- Church: Episcopal Church
- Diocese: Ohio
- Elected: January 27, 1925
- In office: 1930–1938
- Predecessor: William Andrew Leonard
- Successor: Beverley Dandridge Tucker
- Previous post: Coadjutor Bishop of Ohio (1925–1930)

Orders
- Ordination: December 20, 1911 by Charles D. Williams
- Consecration: April 30, 1925 by William Andrew Leonard

Personal details
- Born: November 14, 1877 Allentown, New Jersey, U.S.
- Died: November 6, 1938 (aged 60) Mount Vernon, Ohio, U.S.
- Buried: Woodlawn Cemetery, Detroit
- Denomination: Anglican
- Parents: Samuel Hartshorne Rogers & Josephine Lincoln
- Spouse: Helen Clingen Speakman ​ ​(m. 1911; died 1919)​
- Alma mater: University of Michigan

= Warren Lincoln Rogers =

American bishop (1877–1938)

====

## Task requirements:
1 – Write out every complete date, with day, month, and year, that appears in the profile of Warren Lincoln Rogers.
2 – Carry on the profile of Warren Lincoln Rogers from its last line, the short description of him.
The lines that come next are from a separate source.

## Supplied material:
====

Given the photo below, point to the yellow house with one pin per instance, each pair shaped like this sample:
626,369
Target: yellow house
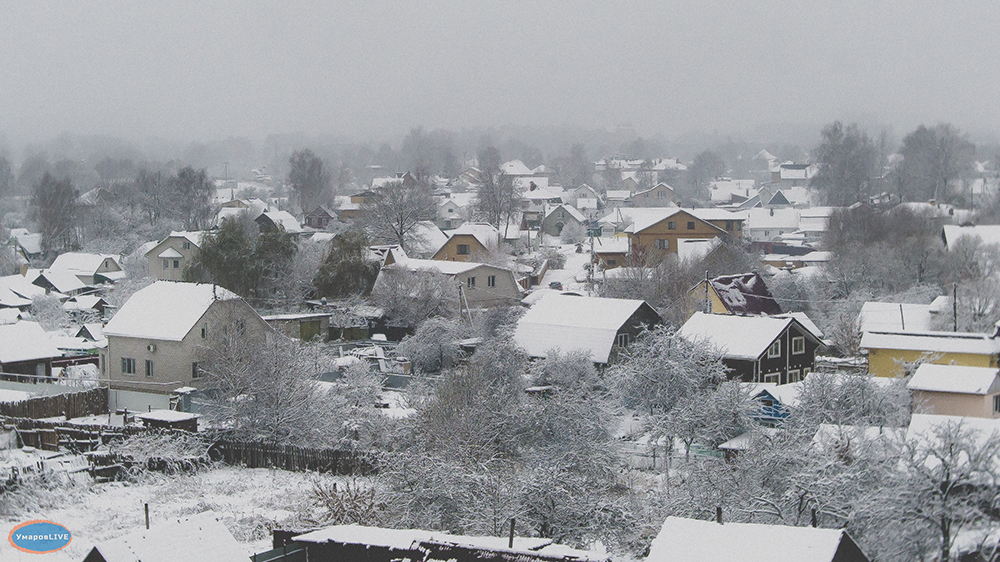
954,390
892,354
469,242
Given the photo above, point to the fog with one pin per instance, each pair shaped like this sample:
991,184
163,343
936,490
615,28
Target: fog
185,71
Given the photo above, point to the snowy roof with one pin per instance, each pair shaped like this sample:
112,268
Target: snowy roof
515,168
170,253
572,212
955,378
79,263
197,538
486,234
25,341
739,337
167,416
932,342
988,234
410,539
165,310
745,294
691,539
63,281
567,323
893,317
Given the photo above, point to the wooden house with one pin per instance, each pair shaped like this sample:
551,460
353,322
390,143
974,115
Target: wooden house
757,348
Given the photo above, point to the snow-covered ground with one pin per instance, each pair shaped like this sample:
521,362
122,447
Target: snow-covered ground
250,501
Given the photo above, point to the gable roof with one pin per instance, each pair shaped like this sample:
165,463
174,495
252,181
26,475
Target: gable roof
567,323
739,337
691,539
198,538
25,341
955,378
745,293
165,310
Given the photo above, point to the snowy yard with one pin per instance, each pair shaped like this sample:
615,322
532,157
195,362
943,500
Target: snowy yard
250,501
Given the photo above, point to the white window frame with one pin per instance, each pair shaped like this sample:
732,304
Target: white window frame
798,345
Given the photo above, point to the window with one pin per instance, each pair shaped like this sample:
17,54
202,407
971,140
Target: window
798,345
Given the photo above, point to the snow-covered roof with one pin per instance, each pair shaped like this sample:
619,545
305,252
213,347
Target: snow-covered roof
569,209
567,323
894,317
692,539
932,342
987,233
486,234
80,263
738,337
165,310
197,538
25,341
515,168
955,378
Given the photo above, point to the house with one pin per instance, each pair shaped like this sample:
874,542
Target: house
593,325
168,259
659,231
757,348
375,544
195,538
157,339
26,349
894,353
660,195
468,241
478,285
745,294
692,540
319,218
90,269
955,390
559,217
301,326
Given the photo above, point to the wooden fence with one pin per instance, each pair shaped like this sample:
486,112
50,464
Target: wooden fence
71,404
290,457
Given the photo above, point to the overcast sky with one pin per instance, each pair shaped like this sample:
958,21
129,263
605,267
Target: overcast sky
209,70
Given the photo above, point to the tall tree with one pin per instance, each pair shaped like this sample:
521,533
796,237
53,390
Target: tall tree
308,178
932,158
53,206
191,197
396,209
849,164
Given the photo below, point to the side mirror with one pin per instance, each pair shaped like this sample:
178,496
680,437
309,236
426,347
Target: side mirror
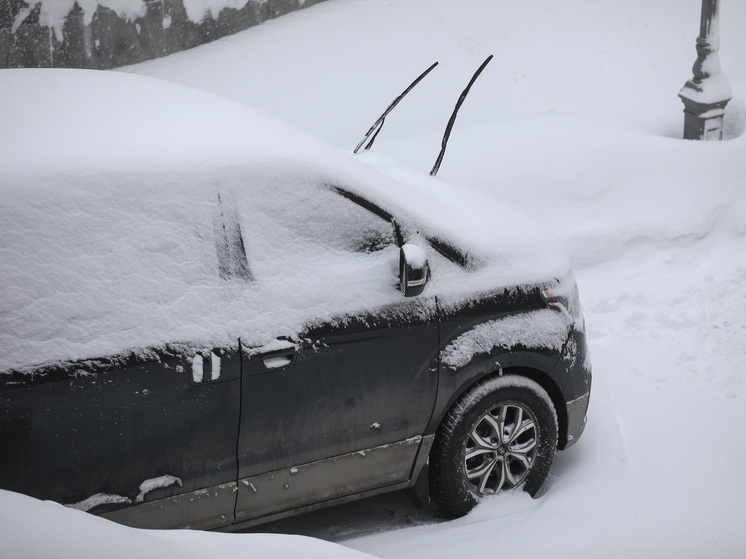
413,270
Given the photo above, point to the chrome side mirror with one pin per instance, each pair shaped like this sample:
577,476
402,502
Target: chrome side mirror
413,270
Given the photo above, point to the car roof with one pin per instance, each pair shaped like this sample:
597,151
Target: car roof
96,164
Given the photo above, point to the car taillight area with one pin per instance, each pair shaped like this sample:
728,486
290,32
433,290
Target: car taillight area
564,297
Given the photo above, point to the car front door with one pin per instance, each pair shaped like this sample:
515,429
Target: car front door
337,407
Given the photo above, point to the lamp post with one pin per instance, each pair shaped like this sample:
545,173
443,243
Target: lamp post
708,92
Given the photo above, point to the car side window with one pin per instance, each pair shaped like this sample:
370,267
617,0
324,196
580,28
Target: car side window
308,245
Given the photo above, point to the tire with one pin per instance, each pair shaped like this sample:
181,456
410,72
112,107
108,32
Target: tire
470,461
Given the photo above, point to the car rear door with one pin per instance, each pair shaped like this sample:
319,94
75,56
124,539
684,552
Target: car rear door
148,443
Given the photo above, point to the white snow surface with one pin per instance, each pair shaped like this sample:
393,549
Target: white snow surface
108,238
72,534
577,122
544,328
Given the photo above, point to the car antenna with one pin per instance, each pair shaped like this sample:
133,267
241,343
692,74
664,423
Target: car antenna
460,101
377,125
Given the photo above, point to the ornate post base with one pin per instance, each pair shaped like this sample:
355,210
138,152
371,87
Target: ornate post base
703,121
708,92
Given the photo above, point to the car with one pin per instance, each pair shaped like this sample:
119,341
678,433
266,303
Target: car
211,320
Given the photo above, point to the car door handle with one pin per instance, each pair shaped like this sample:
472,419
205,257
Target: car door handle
278,359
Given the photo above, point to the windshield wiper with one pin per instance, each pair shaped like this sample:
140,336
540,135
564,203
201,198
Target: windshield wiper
460,101
377,125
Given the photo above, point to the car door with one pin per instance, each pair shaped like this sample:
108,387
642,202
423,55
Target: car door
136,439
338,406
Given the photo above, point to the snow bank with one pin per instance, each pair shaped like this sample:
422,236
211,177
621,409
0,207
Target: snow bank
577,122
71,534
118,225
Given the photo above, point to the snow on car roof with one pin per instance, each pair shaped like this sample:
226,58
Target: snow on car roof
108,189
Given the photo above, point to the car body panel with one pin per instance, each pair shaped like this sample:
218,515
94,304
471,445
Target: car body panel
202,324
101,438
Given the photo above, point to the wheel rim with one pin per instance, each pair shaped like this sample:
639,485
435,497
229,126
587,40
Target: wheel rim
501,448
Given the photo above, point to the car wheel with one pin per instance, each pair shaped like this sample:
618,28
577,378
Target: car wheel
501,435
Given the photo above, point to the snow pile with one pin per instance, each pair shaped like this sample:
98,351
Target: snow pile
537,329
577,122
197,221
71,534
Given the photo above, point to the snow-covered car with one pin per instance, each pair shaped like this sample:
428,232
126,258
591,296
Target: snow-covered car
209,319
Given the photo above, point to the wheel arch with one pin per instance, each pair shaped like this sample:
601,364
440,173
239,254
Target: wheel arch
533,366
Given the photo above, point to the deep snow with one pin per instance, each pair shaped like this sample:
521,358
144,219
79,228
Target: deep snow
576,121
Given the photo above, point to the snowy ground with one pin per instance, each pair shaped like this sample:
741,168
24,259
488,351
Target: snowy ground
576,121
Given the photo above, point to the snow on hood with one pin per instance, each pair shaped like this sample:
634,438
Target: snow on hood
107,181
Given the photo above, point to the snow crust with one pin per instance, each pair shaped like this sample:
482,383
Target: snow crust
156,483
113,240
580,130
576,122
72,534
547,329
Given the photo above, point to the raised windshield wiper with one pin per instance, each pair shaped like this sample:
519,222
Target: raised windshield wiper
460,101
378,124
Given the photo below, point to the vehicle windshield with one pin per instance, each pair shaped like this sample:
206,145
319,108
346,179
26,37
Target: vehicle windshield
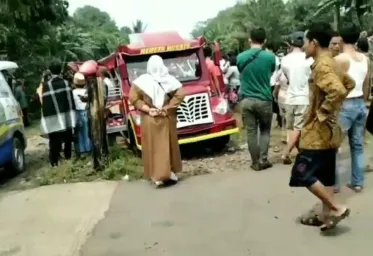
183,65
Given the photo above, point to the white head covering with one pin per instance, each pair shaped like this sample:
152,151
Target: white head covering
157,82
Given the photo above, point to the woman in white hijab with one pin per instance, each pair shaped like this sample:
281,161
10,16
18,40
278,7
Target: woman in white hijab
157,95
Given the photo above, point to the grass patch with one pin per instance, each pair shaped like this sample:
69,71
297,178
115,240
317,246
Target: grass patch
121,162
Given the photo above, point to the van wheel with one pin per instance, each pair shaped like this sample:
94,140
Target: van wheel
18,162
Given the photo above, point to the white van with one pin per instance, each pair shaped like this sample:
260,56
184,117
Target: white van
12,133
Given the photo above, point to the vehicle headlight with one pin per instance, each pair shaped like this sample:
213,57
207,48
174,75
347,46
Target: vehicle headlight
136,119
222,107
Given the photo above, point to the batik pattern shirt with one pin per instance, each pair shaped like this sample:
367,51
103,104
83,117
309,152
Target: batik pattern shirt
329,86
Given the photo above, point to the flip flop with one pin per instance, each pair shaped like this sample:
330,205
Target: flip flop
332,221
357,189
313,221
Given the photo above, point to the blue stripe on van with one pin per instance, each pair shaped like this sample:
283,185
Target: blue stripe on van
6,150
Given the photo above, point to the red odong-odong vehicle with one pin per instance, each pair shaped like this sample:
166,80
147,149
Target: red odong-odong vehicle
204,115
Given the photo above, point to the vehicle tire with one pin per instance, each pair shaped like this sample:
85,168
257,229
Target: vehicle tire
218,144
18,162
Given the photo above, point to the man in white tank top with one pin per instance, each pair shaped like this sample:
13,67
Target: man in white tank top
352,115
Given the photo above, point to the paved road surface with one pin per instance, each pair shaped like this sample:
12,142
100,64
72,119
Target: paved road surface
234,213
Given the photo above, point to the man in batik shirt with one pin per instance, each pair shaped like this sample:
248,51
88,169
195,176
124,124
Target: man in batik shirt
321,135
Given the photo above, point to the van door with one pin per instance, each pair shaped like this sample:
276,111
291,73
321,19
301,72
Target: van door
8,102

====

## Answers to the exercise:
1 –
November 14, 1877
December 20, 1911
January 27, 1925
April 30, 1925
November 6, 1938

2 –
Warren Lincoln Rogers (November 14, 1877 – November 6, 1938) was bishop of the Episcopal Diocese of Ohio from 1930 to 1938; he had served previously as coadjutor from 1925 to 1930. The Wa-Li-Ro Episcopal Choir Camp was named for him.

==Early life and education==
Rogers was born on November 14, 1877, in Allentown, New Jersey, the son of Samuel Hartshorne Rogers (1852-1922) and Josephine Lincoln (1849-1887). He was a descendant of President Abraham Lincoln. He received his early education at the Central High School in Detroit. He joined the Episcopal Church while studying at the University of Michigan, from which he graduated with a Bachelor of Arts in 1907. He also attended the Union Theological Seminary (1911) and then the General Theological Seminary (1912) from where he earned a Bachelor of Divinity. He was awarded an honorary Doctor of Divinity from Kenyon College in 1925, and another from the University of the South. On June 29, 1911, Rogers married Helen "Nelly" Clingen Speakman (1878-1919) in St Paul's Cathedral. He also received an honorary Doctor of Sacred Theology from Columbia University.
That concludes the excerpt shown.